Your answer should be the complete set of entries, transcribed exactly.

══════════════════════════════

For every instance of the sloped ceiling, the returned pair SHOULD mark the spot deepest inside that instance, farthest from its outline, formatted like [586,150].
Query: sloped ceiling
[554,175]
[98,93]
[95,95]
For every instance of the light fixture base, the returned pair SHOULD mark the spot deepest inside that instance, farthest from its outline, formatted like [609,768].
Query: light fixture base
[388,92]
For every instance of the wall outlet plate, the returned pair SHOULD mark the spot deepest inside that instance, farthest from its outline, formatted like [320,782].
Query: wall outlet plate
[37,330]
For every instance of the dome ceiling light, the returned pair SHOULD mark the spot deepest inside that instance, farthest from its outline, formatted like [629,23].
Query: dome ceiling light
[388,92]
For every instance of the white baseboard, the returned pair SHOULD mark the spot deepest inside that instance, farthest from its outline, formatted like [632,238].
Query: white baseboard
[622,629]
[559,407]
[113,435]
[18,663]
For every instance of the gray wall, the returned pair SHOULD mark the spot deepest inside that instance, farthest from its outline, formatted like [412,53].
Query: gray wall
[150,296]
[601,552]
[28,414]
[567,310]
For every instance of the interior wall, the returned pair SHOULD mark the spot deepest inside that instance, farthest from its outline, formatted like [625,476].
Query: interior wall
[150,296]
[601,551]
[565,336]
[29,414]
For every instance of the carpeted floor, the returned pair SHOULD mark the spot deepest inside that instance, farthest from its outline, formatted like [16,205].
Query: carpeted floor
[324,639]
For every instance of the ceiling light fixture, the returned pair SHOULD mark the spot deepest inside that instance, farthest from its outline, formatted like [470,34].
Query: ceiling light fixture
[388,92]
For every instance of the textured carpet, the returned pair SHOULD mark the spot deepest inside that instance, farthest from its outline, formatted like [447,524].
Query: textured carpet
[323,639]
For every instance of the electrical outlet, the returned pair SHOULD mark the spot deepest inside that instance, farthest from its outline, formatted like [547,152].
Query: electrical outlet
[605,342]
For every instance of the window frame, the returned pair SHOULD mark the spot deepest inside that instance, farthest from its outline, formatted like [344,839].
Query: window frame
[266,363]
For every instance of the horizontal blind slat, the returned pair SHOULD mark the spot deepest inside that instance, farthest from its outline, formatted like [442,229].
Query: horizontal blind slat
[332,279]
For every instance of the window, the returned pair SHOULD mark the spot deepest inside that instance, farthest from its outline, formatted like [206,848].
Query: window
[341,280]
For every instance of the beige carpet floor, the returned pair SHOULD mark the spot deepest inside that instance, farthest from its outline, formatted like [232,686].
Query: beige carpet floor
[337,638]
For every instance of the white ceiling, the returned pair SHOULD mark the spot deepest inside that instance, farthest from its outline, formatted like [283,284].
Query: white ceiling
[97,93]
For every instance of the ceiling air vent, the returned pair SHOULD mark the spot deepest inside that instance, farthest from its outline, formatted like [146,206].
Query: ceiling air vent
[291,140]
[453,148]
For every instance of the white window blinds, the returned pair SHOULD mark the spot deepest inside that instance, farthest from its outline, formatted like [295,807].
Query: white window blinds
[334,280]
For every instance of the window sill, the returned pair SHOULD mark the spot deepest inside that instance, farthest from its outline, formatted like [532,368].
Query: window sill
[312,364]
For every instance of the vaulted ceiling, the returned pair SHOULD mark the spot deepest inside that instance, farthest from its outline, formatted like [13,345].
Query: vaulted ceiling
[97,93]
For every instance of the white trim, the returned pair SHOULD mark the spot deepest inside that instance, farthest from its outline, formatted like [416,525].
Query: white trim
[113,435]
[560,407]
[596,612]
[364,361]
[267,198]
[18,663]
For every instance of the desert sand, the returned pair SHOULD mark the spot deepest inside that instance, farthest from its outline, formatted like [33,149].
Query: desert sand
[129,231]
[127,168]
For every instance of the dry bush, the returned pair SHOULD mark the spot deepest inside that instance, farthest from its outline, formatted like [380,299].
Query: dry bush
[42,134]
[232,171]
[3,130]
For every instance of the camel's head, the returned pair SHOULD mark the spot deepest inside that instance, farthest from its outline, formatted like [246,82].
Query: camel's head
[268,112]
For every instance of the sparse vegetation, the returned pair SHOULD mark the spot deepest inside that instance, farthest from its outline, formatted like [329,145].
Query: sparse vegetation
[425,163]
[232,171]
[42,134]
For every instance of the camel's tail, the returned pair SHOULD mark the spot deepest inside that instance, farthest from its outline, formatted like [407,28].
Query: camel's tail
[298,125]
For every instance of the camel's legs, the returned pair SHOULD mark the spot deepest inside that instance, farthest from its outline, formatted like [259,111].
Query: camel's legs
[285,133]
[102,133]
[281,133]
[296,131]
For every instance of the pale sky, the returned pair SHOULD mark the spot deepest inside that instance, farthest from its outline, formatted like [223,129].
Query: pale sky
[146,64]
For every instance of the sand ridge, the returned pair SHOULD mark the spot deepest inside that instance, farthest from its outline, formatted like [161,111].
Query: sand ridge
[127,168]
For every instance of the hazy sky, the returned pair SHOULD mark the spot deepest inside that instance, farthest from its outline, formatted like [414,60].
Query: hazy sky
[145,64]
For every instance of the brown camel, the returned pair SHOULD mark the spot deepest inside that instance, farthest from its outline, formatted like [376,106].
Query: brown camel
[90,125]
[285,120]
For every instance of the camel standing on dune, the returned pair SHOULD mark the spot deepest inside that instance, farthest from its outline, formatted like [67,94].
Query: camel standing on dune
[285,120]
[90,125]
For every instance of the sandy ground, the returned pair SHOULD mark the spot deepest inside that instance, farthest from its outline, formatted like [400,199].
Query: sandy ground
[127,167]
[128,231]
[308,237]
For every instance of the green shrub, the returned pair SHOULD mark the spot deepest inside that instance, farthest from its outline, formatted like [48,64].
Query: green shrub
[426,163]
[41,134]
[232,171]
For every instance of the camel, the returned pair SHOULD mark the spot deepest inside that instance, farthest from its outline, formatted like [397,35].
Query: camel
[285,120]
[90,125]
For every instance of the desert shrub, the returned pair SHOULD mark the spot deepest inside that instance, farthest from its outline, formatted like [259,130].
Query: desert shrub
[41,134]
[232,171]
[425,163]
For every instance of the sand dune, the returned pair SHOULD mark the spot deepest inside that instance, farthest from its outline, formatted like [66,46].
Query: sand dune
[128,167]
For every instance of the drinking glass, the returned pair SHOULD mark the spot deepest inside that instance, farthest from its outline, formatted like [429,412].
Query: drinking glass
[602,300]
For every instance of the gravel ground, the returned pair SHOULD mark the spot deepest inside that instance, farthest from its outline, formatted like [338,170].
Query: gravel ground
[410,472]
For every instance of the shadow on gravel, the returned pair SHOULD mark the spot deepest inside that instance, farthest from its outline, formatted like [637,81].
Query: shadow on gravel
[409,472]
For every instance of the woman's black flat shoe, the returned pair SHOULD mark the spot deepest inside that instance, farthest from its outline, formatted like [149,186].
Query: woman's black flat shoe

══════════════════════════════

> **WRITTEN RESPONSE**
For every instance of the sloped ceiling, the returned pair SHOULD mark the spot deepest inside that instance, farthest from its outline, formatted like [586,150].
Query: sloped ceiling
[554,175]
[98,93]
[95,95]
For every instance of the light fixture base, the returned pair SHOULD mark the spot deepest inside that instance, farthest from its outline, formatted like [609,768].
Query: light fixture base
[388,92]
For every instance of the wall outlet plate, the returned pair SHOULD mark the spot deepest inside that instance, farthest from its outline, formatted like [320,782].
Query: wall outlet plate
[37,330]
For every instance of the dome ceiling light, the returned pair SHOULD mark the spot deepest inside that instance, farthest from its outline, formatted like [629,23].
Query: dome ceiling light
[388,92]
For every instance of the white baseboard, the returned pair SHOULD mark the spot deepest inside that instance, farthest from its outline, formatted like [632,238].
Query: white baseboard
[622,629]
[559,407]
[113,435]
[18,663]
For every instance of the gray wall, the returned pair SHOULD mark the spot deepest inside that instance, farthest from its outline, formatted like [412,53].
Query: gray wall
[150,296]
[601,552]
[28,414]
[567,310]
For every instance of the interior wall, the returned pair SHOULD mark the spot deepest inside that instance, farthest from its outline, formatted like [625,476].
Query: interior wall
[150,296]
[601,551]
[565,336]
[29,414]
For every instance of the carpeted floor, the returned pair SHOULD mark the spot deepest inside that instance, farthest from its outline, formatted like [16,205].
Query: carpeted floor
[324,639]
For every instance of the ceiling light fixture, the returned pair SHOULD mark the spot deepest inside that instance, farthest from its outline, formatted like [470,34].
Query: ceiling light fixture
[388,92]
For every instance of the textured carpet, the returned pair SHOULD mark the spot deepest inside that instance, farthest from its outline, formatted like [447,524].
Query: textured carpet
[323,639]
For every instance of the electrical outlet, the returned pair SHOULD mark the spot deepest inside that instance, farthest from its outline, formatted like [547,152].
Query: electrical outlet
[605,342]
For every instance of the window frame, the returned pair SHOULD mark the spot deepest inside that instance, farthest from its outline, formatted like [344,839].
Query: window frame
[266,363]
For every instance of the horizontal blind slat, the returned pair SHOULD mark the spot deepest inside that instance, farthest from its outline, formatted like [442,229].
Query: horizontal blind slat
[332,279]
For every instance of the window, the returned pair SHOULD mark the spot deepest inside that instance, farthest from its outline, formatted like [206,848].
Query: window
[341,280]
For every instance of the beige carpet floor, the returned pair SHOULD mark the spot deepest inside that instance, farthest from its outline, formatted like [232,686].
Query: beige carpet floor
[337,638]
For every instance of the white ceiling, the returned pair SHOULD mark the spot deepest inside that instance, farthest from its outline, formatted like [283,284].
Query: white ceiling
[97,93]
For every instance of the ceiling air vent, the returned pair SHOULD mark the spot deepest inside that instance, farthest from its outline, formatted like [146,206].
Query: ceiling air vent
[291,140]
[453,148]
For every instance of the white window blinds, the returned pair SHOULD mark the spot deepest inside that instance, farthest from its outline, formatted like [295,807].
Query: white window blinds
[334,280]
For every instance of the window sill, the returned pair SHOULD mark the spot deepest inside that instance, farthest from its outline, formatted like [532,368].
Query: window sill
[312,364]
For every instance of the vaulted ceiling, the returned pair SHOULD mark the spot deepest inside that instance, farthest from its outline, formatted like [13,345].
Query: vaulted ceiling
[97,93]
For every instance of the white trim, the returned pair SHOULD mark the spot deepest inside that instance, farthest from its outline, formatted like [416,525].
Query: white trim
[113,435]
[560,407]
[596,612]
[364,361]
[267,198]
[18,663]
For every instance of the desert sand, the returned pair SHOULD mark the spot deepest inside that instance, farthest from its outline, formatted like [33,149].
Query: desert sand
[129,231]
[127,168]
For every instance of the dry bush, the returned pair SHOULD mark the spot deepest inside that instance, farthest from its outline, formatted like [380,299].
Query: dry bush
[42,134]
[232,171]
[3,130]
For every instance of the camel's head, the returned pair SHOULD mark the spot deepest inside that instance, farthest from its outline, formatted like [246,82].
Query: camel's head
[268,112]
For every instance of the sparse vegetation, the returned pair SHOULD mark the spot deepest inside that instance, farthest from its outline, formatted like [329,145].
Query: sparse vegetation
[425,163]
[232,171]
[42,134]
For every instance of the camel's tail, the returned pair SHOULD mark the spot deepest inside that instance, farthest from its outline, formatted like [407,28].
Query: camel's tail
[298,125]
For every instance of the camel's legs, the returned pair SHOULD mark the spot deepest inside that instance, farthest from its outline, formatted like [259,111].
Query: camel's legs
[285,133]
[102,133]
[281,133]
[296,131]
For every instance of the pale sky, the returned pair SHOULD mark the spot deepest inside that instance, farthest from its outline, formatted like [223,129].
Query: pale sky
[146,64]
For every instance of the sand ridge, the returned pair SHOULD mark the spot deepest inside that instance, farthest from its outline, formatted like [161,111].
Query: sand ridge
[127,168]
For every instance of the hazy sky, the returned pair SHOULD mark the spot deepest inside that instance, farthest from its outline, formatted like [414,60].
Query: hazy sky
[145,64]
For every instance of the brown camel, the returned pair SHOULD mark the spot deepest inside that instance, farthest from its outline, formatted like [376,106].
Query: brown camel
[90,125]
[285,120]
For every instance of the camel standing on dune, the returned pair SHOULD mark the spot deepest inside that instance, farthest from its outline, formatted like [67,94].
Query: camel standing on dune
[285,120]
[90,125]
For every instance of the sandy ground, the returned pair SHOULD mark the spot deepest inside that instance, farthest from its outline, formatted like [400,199].
Query: sandy ground
[127,167]
[128,231]
[308,237]
For every instance of the green shrub, the returned pair SHOULD mark the spot deepest inside that instance, farthest from its outline, formatted like [48,64].
Query: green shrub
[426,163]
[41,134]
[232,171]
For every instance of the camel, the returned pair SHOULD mark the spot deepest inside that instance, farthest from its outline, formatted like [397,35].
Query: camel
[285,120]
[90,125]
For every instance of the desert shrub, the returned pair SHOULD mark the spot deepest inside that instance, farthest from its outline, formatted like [259,130].
Query: desert shrub
[41,134]
[232,171]
[425,163]
For every instance of the sand dune, the returned pair SHOULD mark the spot deepest inside that instance, farthest from its outline, formatted like [66,46].
Query: sand dune
[128,167]
For every instance of the drinking glass, the returned pair SHOULD mark the spot deepest inside that instance, farthest from its outline, formatted like [429,412].
Query: drinking glass
[602,300]
For every instance of the gravel ground, the returned pair SHOULD mark the spot deepest inside that instance, farthest from its outline, formatted like [338,170].
Query: gravel ground
[410,472]
For every instance of the shadow on gravel, the returned pair SHOULD mark the spot deepest inside that instance, farthest from its outline, formatted like [637,81].
Query: shadow on gravel
[409,472]
For every instance of the woman's black flat shoe, the returned pair SHOULD mark the spot deepest inside that instance, farthest from its outline, formatted like [149,186].
Query: woman's black flat shoe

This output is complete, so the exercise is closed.